[EXERCISE INSTRUCTIONS]
**a)** List every calendar date given in the article on the disappearance of lawyer Somchai Neelaphaijit.
**b)** Continue the article on the disappearance of lawyer Somchai Neelaphaijit from its last sentence.

[READING PASSAGE]
===
Somchai Neelaphaijit, a human rights lawyer who had accused police of torturing his Muslim clients, disappeared in Bangkok on March 12, 2004 at around 8:30 p.m. after he decided to quit waiting for someone he was supposed to meet at the Chalina Hotel.

Despite repeated assurances from Thailand’s sometimes notorious Department of Special Investigations that it was either hot on the trail or would soon disclose vital information about the case, it has dragged on for five years without a solution. There have been a number of misleading instances involving supposedly connected evidence that did not pan out. Expectations of progress in the case are now not only muted but negative.

They are negative with good reason. On Dec. 11 Abdulah Arbukaree, an important witness in Somchai’s case who had been under DSI protection, joined his colleague on the kingdom’s list of disappeared persons after returning home to celebrate a major religious festival. Abdullah may well have shared Somchai’s fate. Although the DSI is investigating, there seems little doubt that verifiable progress will elude authorities.

Angkhana Neelaphaijit has asked the DSI to accept responsibility for the disappearance of Abdullah because he was one of its protected witnesses. But the agency that was supposed to be watching and protecting Abdullah instead may have “allowed” – certain observers are saying “arranged for” – him to disappear.

The “Department of Special Interests,” as not a few Thais have called the DSI, has in the past been viewed with outright disgust for its failure to act on cases involving serious violent crimes perpetrated in the kingdom by state authorities or by those who otherwise direct the affairs of state over and above the government.

In her Dec. 23 letter to the Thai prime minister, Neelaphaijit’s widow made three specific requests: she asked for the acceleration of the investigation into her husband’s disappearance, for the protection of all witnesses in criminal cases, and for changes in the law to define involuntary disappearances as punishable crimes. Her letter also asked for justice and equal treatment under the law.
===
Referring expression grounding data

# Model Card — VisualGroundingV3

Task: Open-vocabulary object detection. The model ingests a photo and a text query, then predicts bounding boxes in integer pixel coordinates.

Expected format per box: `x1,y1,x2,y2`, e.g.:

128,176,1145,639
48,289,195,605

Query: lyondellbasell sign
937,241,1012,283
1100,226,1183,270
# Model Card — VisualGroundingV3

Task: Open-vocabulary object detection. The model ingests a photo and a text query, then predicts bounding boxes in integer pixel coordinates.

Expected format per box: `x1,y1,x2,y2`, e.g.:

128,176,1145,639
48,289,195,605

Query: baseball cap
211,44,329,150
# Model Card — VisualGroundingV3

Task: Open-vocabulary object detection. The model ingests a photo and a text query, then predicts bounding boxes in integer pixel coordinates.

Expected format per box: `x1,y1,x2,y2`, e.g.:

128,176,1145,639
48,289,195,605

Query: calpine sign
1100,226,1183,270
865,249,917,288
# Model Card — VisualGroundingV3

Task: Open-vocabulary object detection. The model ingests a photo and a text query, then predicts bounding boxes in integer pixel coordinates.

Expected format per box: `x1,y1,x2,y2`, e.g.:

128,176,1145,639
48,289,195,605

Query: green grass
===
[YOUR RESPONSES]
**a)**
March 12, 2004
Dec. 11
Dec. 23

**b)**
The letter makes an often repeated and equally often ignored or dismissed point – that the Thai justice system frequently commits injustice rather than ensuring justice, and that it is likely to favor those with power, influence and money over those without.

In this respect Thailand may be merely another country in a world full of unjust systems, but the appeal brings a singular coloration to a justice system that current political fugitive Thaksin Shinawatra had earlier called “second to none.” He said this while he was prime minister, following Somchai’s disappearance. He said this as he oversaw the elimination of over 2,500 victims of extrajudicial killings in the country’s anti-drug war launched in 2003.

According to Thaksin at the time, almost all the murdered people were killed by fellow drug dealers to maintain silence; apparently none were killed by police involved in drugs. This is another area in which the DSI shuns revealing details.

There is a sector of Thai society that is proud of opposing human rights and freedom of speech, maintaining that these values reflect external Western interference in the kingdom’s sacrosanct culture. That sector is by and large in the majority.

Whenever one hears of newspaper editors being killed, village activists shot and tossed by the paddy dike, Burmese refugees found dead in prison cells hanging by their own shoestrings, students shooting one another in the middle of Bangkok, or such unparalleled events as the attempted assassination of media mogul Sondhi Limthongkul during an emergency decree at an intersection where all security cameras somehow failed to be operating, one gains some insight into the nature of Thailand’s national security.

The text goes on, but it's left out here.